§ **Exercise description**: Transcribe, character for character, the portion of the Terraform reproducer starting at "# Default VPC" and ending at "as main project)".

I've created a concise terraform reproducer:

terraform {
  required_providers {
    google = {
      source  = "hashicorp/google"
      version = "~> 5.0"
    }
    kubernetes = {
      source  = "hashicorp/kubernetes"
      version = "~> 2.0"
    }
    helm = {
      source  = "hashicorp/helm"
      version = "~> 2.0"
    }
    null = {
      source  = "hashicorp/null"
      version = "~> 3.0"
    }
  }
}

# Variables
variable "project_id" {
  description = "GCP Project ID"
  type        = string
}

variable "region" {
  description = "GCP Region"
  type        = string
  default     = "us-central1"
}

variable "cluster_name" {
  description = "GKE Cluster Name"
  type        = string
  default     = "emissary-test"
}

variable "emissary_version" {
  description = "Emissary version"
  type        = string
  default     = "3.10.0"
}

# Providers
provider "google" {
  project = var.project_id
  region  = var.region
}

# Default VPC
data "google_compute_network" "default" {
  name = "default"
}

# Subnet for GKE cluster
resource "google_compute_subnetwork" "cluster" {
  name          = "${var.cluster_name}-subnet"
  region        = var.region
  network       = data.google_compute_network.default.id
  ip_cidr_range = "10.0.0.0/24"
}

# GKE Autopilot Cluster (exact same recipe as main project)
resource "google_container_cluster" "cluster" {
  name     = var.cluster_name
  location = var.region
  deletion_protection = false

  resource_labels = {
    cluster-role = "test"
    cluster-name = var.cluster_name
  }

  network    = data.google_compute_network.default.id
  subnetwork = google_compute_subnetwork.cluster.name

  ip_allocation_policy {}

  lifecycle {
    ignore_changes = [dns_config, gateway_api_config]
  }

  enable_autopilot = true

  release_channel {
    channel = "STABLE"
  }
}

# Providers configured after cluster creation
data "google_client_config" "provider" {}

provider "kubernetes" {
  host  = "https://${google_container_cluster.cluster.endpoint}"
  token = data.google_client_config.provider.access_token
  cluster_ca_certificate = base64decode(
    google_container_cluster.cluster.master_auth[0].cluster_ca_certificate,
  )
}

provider "helm" {
  kubernetes {
    host                   = "https://${google_container_cluster.cluster.endpoint}"
    token                  = data.google_client_config.provider.access_token
    cluster_ca_certificate = base64decode(
      google_container_cluster.cluster.master_auth[0].cluster_ca_certificate,
    )

§ **Information provided**:
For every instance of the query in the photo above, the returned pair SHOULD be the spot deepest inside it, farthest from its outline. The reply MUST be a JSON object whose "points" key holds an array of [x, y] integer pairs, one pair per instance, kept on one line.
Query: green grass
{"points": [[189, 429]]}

§ **Task result**:
# Default VPC
data "google_compute_network" "default" {
  name = "default"
}

# Subnet for GKE cluster
resource "google_compute_subnetwork" "cluster" {
  name          = "${var.cluster_name}-subnet"
  region        = var.region
  network       = data.google_compute_network.default.id
  ip_cidr_range = "10.0.0.0/24"
}

# GKE Autopilot Cluster (exact same recipe as main project)